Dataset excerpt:

-- START --

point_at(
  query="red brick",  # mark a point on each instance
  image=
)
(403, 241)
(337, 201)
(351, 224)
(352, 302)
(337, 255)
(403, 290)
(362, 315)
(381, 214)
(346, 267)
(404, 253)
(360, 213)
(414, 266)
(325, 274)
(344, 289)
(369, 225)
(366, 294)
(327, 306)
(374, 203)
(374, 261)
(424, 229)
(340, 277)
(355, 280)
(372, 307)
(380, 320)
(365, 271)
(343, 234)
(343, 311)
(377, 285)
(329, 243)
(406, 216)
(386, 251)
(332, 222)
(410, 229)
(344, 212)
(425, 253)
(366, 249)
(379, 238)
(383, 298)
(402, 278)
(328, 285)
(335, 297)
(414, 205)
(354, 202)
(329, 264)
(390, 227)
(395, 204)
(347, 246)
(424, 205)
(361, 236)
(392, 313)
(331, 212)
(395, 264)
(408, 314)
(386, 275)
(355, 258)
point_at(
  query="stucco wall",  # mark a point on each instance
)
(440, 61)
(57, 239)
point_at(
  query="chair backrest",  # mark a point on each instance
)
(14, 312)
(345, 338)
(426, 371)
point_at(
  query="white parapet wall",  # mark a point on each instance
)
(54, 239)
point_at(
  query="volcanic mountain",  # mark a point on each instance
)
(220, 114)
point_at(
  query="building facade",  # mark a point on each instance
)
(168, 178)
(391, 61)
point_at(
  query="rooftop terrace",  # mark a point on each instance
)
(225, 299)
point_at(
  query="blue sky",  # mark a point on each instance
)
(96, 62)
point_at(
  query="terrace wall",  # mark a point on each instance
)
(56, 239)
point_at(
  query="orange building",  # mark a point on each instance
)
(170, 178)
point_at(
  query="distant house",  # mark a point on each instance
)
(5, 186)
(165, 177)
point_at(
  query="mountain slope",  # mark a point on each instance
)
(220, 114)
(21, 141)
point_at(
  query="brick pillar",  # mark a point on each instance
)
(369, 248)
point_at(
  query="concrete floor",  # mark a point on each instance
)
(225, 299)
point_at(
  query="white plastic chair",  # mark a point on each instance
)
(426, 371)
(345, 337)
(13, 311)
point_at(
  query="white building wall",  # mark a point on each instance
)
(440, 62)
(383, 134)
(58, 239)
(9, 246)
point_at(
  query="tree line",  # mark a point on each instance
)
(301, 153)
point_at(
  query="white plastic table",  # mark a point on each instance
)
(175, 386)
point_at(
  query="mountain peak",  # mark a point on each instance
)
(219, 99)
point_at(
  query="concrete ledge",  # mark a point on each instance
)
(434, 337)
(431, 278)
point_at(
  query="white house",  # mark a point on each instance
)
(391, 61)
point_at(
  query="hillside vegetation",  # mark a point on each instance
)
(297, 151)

-- END --
-- START --

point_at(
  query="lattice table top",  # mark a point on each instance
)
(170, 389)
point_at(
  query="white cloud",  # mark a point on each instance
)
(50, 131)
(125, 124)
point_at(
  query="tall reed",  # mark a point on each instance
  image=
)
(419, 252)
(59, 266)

-- END --
-- START --

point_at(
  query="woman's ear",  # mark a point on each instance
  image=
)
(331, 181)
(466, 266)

-- END --

#### [Problem]
Count the lines of the items above that contain the string "brick", treating case as significant. Reply with the number alone.

#### [Solved problem]
2